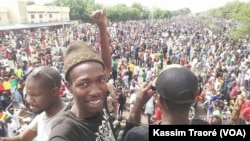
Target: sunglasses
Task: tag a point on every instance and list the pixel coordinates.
(36, 72)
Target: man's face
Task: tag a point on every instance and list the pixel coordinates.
(39, 98)
(89, 87)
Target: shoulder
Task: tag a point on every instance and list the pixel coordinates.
(137, 133)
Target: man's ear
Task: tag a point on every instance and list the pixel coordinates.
(69, 86)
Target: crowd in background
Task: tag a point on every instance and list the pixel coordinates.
(140, 50)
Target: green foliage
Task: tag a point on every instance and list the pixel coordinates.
(30, 2)
(79, 9)
(239, 11)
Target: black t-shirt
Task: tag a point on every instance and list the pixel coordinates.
(71, 128)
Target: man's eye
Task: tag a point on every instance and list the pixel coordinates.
(84, 84)
(103, 80)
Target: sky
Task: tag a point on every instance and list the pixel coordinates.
(194, 5)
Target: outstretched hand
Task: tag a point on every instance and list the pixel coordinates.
(99, 17)
(145, 92)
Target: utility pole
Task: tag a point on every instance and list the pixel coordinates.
(61, 14)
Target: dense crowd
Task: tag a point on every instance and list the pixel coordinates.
(140, 50)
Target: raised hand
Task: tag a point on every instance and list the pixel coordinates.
(99, 17)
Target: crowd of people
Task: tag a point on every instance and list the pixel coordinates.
(159, 68)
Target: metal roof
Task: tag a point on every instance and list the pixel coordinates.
(33, 25)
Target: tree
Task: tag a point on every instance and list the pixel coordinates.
(30, 2)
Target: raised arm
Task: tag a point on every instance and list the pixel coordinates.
(99, 17)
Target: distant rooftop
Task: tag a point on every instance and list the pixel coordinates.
(34, 25)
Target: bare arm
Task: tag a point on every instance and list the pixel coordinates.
(99, 17)
(142, 97)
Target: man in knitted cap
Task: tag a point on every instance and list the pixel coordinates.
(176, 88)
(86, 75)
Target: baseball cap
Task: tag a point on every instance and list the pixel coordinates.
(177, 84)
(138, 133)
(79, 52)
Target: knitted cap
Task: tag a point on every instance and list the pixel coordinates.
(79, 52)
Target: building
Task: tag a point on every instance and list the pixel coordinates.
(15, 14)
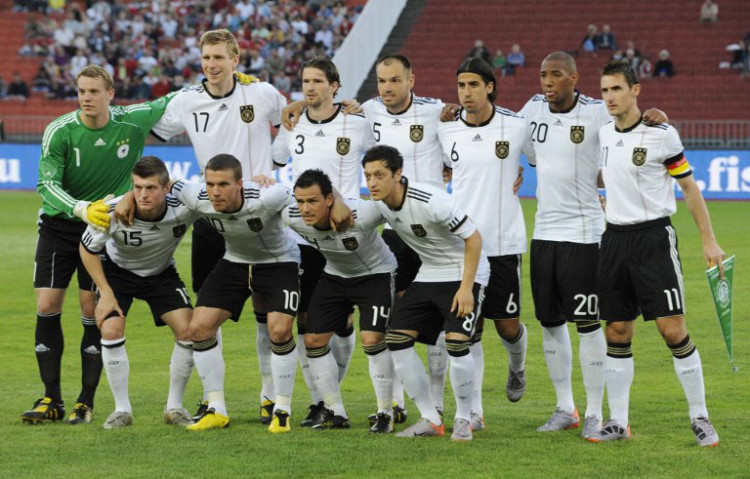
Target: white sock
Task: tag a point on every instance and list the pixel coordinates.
(437, 362)
(315, 396)
(592, 351)
(690, 373)
(618, 375)
(411, 373)
(517, 351)
(180, 369)
(559, 356)
(210, 366)
(342, 348)
(476, 351)
(263, 348)
(284, 367)
(383, 378)
(324, 373)
(462, 381)
(117, 367)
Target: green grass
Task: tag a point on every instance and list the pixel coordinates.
(662, 444)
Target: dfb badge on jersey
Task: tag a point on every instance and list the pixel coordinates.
(179, 230)
(350, 244)
(639, 156)
(502, 149)
(255, 224)
(342, 145)
(247, 113)
(419, 230)
(576, 134)
(416, 133)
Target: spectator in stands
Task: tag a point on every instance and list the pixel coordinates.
(588, 44)
(709, 12)
(17, 88)
(480, 51)
(499, 62)
(664, 67)
(42, 81)
(515, 59)
(606, 39)
(645, 68)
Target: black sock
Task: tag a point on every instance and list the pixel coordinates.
(91, 361)
(49, 345)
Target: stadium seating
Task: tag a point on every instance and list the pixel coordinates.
(446, 31)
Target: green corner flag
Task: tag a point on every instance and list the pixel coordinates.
(721, 291)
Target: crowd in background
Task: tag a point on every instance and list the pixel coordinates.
(151, 47)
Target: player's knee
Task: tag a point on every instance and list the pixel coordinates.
(585, 327)
(316, 340)
(397, 341)
(457, 347)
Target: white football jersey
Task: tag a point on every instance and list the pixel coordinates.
(358, 251)
(435, 228)
(566, 153)
(334, 145)
(414, 133)
(638, 166)
(485, 160)
(255, 233)
(145, 248)
(238, 124)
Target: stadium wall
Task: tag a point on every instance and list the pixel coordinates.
(721, 174)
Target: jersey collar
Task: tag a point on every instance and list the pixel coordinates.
(411, 102)
(234, 85)
(471, 125)
(575, 104)
(327, 120)
(630, 128)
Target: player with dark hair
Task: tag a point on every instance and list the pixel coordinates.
(445, 296)
(639, 266)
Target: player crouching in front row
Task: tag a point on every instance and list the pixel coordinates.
(136, 261)
(449, 286)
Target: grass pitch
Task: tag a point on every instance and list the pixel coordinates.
(662, 443)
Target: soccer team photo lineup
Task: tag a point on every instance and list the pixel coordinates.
(401, 236)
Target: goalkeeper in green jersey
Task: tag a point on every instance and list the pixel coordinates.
(86, 155)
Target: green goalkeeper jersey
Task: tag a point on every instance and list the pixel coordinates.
(80, 163)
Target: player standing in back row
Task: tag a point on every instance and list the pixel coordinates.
(86, 155)
(639, 267)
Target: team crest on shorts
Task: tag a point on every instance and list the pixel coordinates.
(247, 113)
(342, 145)
(416, 133)
(350, 243)
(502, 148)
(419, 230)
(639, 156)
(255, 224)
(576, 134)
(179, 230)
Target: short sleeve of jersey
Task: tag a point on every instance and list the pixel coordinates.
(281, 151)
(368, 214)
(673, 152)
(445, 211)
(187, 193)
(170, 123)
(147, 114)
(276, 103)
(277, 197)
(94, 241)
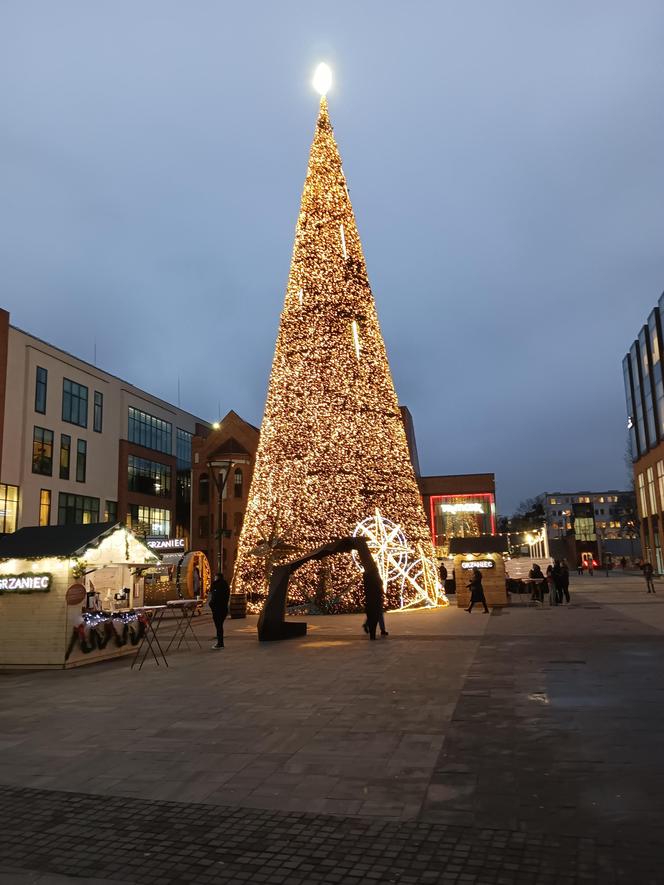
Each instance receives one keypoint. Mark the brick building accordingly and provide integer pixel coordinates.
(225, 456)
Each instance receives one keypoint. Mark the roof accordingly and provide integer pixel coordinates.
(35, 542)
(480, 544)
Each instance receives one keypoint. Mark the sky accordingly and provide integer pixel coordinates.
(505, 163)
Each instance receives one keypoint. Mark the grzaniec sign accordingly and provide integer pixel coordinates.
(25, 583)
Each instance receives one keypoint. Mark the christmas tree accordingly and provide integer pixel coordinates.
(333, 453)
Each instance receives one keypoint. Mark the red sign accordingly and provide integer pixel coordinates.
(75, 594)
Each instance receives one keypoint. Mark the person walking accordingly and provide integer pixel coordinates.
(536, 583)
(477, 591)
(648, 572)
(564, 582)
(556, 589)
(373, 605)
(218, 602)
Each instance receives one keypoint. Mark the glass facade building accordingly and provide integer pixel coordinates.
(644, 397)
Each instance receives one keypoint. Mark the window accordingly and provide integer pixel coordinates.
(81, 457)
(65, 455)
(153, 433)
(74, 403)
(98, 416)
(642, 496)
(651, 490)
(8, 507)
(237, 483)
(149, 520)
(149, 477)
(40, 390)
(183, 449)
(42, 451)
(45, 507)
(77, 509)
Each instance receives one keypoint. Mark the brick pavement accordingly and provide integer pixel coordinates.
(521, 748)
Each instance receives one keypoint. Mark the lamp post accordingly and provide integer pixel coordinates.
(220, 478)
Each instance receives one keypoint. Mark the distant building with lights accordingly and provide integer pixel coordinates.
(644, 395)
(79, 445)
(459, 506)
(224, 458)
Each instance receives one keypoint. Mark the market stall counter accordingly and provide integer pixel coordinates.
(71, 595)
(484, 552)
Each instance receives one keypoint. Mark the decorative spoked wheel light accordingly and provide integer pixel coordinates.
(418, 578)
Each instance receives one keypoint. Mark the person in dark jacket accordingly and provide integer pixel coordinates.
(537, 583)
(373, 606)
(477, 591)
(218, 602)
(564, 581)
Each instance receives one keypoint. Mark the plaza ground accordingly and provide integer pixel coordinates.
(523, 747)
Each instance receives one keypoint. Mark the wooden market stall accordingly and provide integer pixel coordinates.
(67, 594)
(485, 552)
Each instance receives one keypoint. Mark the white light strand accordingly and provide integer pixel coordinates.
(419, 583)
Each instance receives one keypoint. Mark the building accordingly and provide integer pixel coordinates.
(644, 394)
(609, 515)
(458, 506)
(224, 457)
(80, 445)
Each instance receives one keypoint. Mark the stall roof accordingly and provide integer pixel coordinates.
(35, 542)
(480, 544)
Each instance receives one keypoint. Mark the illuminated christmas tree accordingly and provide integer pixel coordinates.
(333, 453)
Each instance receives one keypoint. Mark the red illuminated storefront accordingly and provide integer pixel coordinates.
(459, 506)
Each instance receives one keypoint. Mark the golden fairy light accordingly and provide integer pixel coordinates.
(332, 446)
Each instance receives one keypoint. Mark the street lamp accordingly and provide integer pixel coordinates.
(220, 479)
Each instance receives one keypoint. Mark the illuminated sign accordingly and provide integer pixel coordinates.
(462, 508)
(25, 583)
(171, 545)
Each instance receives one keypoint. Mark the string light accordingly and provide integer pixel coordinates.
(332, 445)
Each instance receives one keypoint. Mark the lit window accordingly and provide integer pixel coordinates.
(77, 509)
(238, 483)
(8, 507)
(45, 507)
(98, 417)
(81, 458)
(40, 390)
(65, 455)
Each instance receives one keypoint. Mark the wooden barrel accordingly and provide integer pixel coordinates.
(238, 605)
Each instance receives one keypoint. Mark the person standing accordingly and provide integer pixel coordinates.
(648, 572)
(556, 590)
(218, 602)
(477, 591)
(564, 582)
(537, 583)
(373, 606)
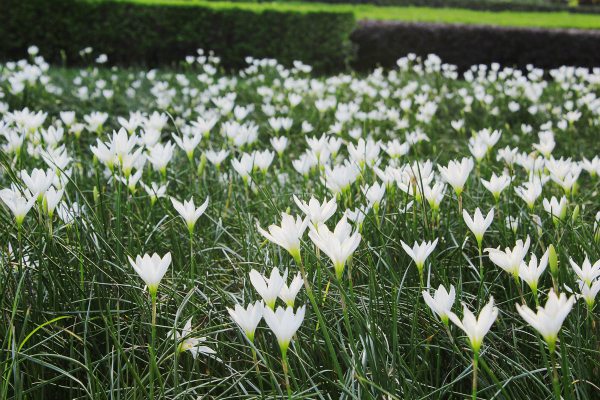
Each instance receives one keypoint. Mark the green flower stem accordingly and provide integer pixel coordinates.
(285, 373)
(153, 366)
(555, 380)
(320, 318)
(475, 368)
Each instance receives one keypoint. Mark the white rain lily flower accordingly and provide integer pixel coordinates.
(247, 318)
(288, 293)
(457, 173)
(549, 319)
(191, 344)
(155, 191)
(434, 195)
(216, 158)
(151, 269)
(287, 235)
(284, 323)
(478, 225)
(419, 253)
(268, 288)
(532, 272)
(160, 155)
(51, 199)
(589, 292)
(441, 302)
(279, 144)
(587, 273)
(17, 204)
(339, 245)
(510, 259)
(374, 195)
(496, 185)
(317, 213)
(244, 166)
(529, 192)
(38, 182)
(188, 144)
(188, 211)
(557, 209)
(476, 328)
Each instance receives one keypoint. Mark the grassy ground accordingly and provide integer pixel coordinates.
(420, 14)
(76, 319)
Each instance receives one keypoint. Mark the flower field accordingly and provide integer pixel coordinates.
(271, 233)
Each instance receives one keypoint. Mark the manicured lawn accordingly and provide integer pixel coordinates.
(419, 14)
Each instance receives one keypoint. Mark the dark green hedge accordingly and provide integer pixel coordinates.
(586, 6)
(381, 43)
(156, 34)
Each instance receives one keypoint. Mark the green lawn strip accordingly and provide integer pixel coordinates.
(412, 14)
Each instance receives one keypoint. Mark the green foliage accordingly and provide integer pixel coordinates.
(154, 32)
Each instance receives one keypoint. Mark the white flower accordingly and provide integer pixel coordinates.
(529, 192)
(531, 272)
(151, 269)
(476, 328)
(160, 155)
(419, 252)
(374, 194)
(247, 318)
(588, 272)
(441, 302)
(287, 235)
(68, 117)
(457, 173)
(51, 199)
(191, 344)
(244, 166)
(188, 144)
(478, 225)
(557, 209)
(279, 144)
(434, 195)
(589, 292)
(288, 293)
(339, 245)
(284, 324)
(216, 158)
(496, 184)
(155, 191)
(188, 211)
(17, 204)
(38, 182)
(317, 213)
(549, 319)
(268, 288)
(510, 259)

▶ TASK DIRECTIONS
Lines that include the word "black" are to be extracted from the data above.

▶ WORKED SOLUTION
Target: black t-shirt
Target: black sock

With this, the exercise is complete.